▶ **PROBLEM DETAILS**
Copy each line below in which the word "building" occurs.
::: MATERIAL SUPPLIED :::
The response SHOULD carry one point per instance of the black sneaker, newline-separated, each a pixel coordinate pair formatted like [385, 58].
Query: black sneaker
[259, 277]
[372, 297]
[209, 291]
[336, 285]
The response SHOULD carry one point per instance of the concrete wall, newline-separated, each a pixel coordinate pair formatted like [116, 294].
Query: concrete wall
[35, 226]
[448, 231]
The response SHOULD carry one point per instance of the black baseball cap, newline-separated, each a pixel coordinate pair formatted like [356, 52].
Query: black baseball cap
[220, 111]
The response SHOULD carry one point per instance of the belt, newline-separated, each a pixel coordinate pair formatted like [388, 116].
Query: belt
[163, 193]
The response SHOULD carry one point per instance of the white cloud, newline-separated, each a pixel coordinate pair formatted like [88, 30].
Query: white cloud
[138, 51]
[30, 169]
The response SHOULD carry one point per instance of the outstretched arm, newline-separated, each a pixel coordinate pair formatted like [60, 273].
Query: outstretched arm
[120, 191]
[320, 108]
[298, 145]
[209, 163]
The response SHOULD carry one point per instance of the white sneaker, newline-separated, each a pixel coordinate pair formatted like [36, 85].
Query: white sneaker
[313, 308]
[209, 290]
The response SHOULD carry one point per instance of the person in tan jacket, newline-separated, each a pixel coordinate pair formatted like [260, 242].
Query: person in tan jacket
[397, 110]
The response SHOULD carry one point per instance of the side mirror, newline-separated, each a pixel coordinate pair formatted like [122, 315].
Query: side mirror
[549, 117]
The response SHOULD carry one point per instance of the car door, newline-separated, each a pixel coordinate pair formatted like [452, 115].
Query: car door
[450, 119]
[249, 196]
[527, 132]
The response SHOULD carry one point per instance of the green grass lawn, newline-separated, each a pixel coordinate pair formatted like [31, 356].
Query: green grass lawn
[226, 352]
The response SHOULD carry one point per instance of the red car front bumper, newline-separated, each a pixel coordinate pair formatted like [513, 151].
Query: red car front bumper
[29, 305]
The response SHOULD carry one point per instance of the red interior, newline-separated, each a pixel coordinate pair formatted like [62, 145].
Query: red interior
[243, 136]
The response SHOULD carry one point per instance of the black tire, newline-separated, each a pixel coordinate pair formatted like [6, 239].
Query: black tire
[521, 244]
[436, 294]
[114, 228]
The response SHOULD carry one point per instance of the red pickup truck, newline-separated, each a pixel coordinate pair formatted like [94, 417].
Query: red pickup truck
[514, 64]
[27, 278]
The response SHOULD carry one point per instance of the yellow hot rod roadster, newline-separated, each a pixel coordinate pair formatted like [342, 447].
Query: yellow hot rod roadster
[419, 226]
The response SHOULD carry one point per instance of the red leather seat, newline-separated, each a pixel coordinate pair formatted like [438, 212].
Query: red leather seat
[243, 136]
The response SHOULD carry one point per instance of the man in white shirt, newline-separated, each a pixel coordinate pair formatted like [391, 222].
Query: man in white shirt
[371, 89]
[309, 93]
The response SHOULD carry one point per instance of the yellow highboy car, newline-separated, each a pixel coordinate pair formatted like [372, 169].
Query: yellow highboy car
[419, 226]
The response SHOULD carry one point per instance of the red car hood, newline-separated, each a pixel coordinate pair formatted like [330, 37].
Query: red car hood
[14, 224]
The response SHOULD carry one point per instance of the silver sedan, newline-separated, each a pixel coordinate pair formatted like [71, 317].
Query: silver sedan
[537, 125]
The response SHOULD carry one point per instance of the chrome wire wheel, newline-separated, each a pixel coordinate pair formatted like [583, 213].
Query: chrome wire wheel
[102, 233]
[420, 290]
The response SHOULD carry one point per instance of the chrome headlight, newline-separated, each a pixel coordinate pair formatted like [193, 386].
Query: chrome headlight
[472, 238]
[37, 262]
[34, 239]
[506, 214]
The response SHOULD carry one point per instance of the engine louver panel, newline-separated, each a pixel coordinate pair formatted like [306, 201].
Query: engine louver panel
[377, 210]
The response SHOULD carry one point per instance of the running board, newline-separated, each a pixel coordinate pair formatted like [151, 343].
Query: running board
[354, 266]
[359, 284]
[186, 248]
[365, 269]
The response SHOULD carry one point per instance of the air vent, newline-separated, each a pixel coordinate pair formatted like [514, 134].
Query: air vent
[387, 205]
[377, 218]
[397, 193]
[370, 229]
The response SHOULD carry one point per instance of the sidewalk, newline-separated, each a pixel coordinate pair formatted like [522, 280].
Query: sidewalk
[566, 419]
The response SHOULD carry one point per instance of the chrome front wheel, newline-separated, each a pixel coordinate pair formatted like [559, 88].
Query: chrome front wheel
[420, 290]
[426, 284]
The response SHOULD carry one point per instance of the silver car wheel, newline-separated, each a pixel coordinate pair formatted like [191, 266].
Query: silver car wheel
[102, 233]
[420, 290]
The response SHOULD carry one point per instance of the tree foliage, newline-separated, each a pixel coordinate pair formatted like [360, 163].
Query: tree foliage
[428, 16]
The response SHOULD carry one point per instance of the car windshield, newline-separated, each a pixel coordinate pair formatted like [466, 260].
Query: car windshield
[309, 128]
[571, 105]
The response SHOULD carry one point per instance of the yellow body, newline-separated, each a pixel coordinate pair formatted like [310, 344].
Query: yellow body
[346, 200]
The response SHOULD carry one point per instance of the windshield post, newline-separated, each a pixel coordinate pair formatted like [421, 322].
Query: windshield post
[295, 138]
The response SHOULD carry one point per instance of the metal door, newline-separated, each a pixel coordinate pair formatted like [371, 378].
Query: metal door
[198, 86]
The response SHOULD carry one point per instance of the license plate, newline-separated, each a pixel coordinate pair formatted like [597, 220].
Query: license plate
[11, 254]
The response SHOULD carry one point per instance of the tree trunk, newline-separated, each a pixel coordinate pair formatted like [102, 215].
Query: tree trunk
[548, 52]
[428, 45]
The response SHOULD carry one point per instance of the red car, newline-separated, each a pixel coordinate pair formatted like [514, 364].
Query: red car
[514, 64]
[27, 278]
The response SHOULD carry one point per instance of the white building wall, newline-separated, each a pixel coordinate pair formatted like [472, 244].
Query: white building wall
:::
▶ **EXERCISE SOLUTION**
The response SHOULD carry one point per instance of the white building wall, newline-separated, each a pixel coordinate pair formatted like [472, 244].
Query: white building wall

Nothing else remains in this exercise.